**PROBLEM DESCRIPTION:** Retype all of the entries exactly as they appear.

**Saved entries:**
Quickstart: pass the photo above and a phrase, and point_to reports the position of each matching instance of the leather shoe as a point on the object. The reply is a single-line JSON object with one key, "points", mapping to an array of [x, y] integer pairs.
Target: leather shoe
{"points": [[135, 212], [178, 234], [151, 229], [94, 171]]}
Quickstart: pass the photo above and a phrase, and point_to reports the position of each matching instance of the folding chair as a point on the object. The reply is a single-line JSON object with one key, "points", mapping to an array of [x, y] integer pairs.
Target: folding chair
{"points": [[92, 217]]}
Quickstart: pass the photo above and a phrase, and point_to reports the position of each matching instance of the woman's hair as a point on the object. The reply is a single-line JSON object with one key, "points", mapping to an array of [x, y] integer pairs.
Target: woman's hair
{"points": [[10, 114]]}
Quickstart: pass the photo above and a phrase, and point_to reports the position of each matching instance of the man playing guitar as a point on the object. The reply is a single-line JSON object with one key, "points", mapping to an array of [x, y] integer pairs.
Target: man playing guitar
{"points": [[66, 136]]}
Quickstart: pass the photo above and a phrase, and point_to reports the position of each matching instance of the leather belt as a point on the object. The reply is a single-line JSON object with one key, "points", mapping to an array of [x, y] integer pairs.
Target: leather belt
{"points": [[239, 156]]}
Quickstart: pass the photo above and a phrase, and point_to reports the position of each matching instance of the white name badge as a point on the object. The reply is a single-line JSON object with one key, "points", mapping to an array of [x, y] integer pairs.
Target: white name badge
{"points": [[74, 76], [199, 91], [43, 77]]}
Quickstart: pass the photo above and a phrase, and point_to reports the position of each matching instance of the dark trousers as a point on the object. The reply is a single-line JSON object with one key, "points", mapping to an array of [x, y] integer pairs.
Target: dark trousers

**SOLUTION TO THE PROBLEM:**
Quickstart: pass the photo above and a phrase, and point_to reports the position of each matching instance of the leather shoe as a point on the object. The reply is a single-line JSON object with one key, "points", mapping to an array of [x, y] integer pairs.
Target: leather shoe
{"points": [[135, 212], [178, 234], [151, 229], [94, 171]]}
Quickstart: pass the photo above and a phrase, and point_to reports the position of each matching instance of the folding chair as a point on the object. The reply is a single-line JSON object with one key, "points", mapping to an array of [x, y] integer pairs.
Target: folding chair
{"points": [[92, 217]]}
Quickstart: pass the photo above and a phrase, and point_to reports the position of each matching instance of the woman's hair as a point on the object. The reply is a single-line JSON object with one key, "points", mapping to an array of [x, y] integer pairs.
Target: woman's hair
{"points": [[10, 114]]}
Quickstart: pass the photo above and a phrase, and point_to reports the position of each matching instance of the man playing guitar as a point on the object. The reply is a single-line JSON object with one key, "points", mapping to an array of [x, y] integer pairs.
Target: man playing guitar
{"points": [[66, 136]]}
Quickstart: pass the photo above and a phrase, and point_to reports the position of each matching instance of the leather belt as a point on the object. The reply is a single-line JSON object with one key, "points", mapping to an array of [x, y] integer pairs.
Target: leather belt
{"points": [[239, 156]]}
Quickstart: pass the photo above and a phrase, and point_to reports the position of each matching instance of the white name badge as a point on the object. The reply is a single-line JSON object with one key, "points", mapping to an array of [x, y] integer pairs.
Target: white name badge
{"points": [[74, 76], [199, 91], [43, 77]]}
Quickstart: pass the photo above and a phrase, and point_to reports the position of each matching instance of the dark trousers as a point on the object. The reply is a single-line JSON object with one key, "points", mapping to an array of [x, y] integer pairs.
Target: dark trousers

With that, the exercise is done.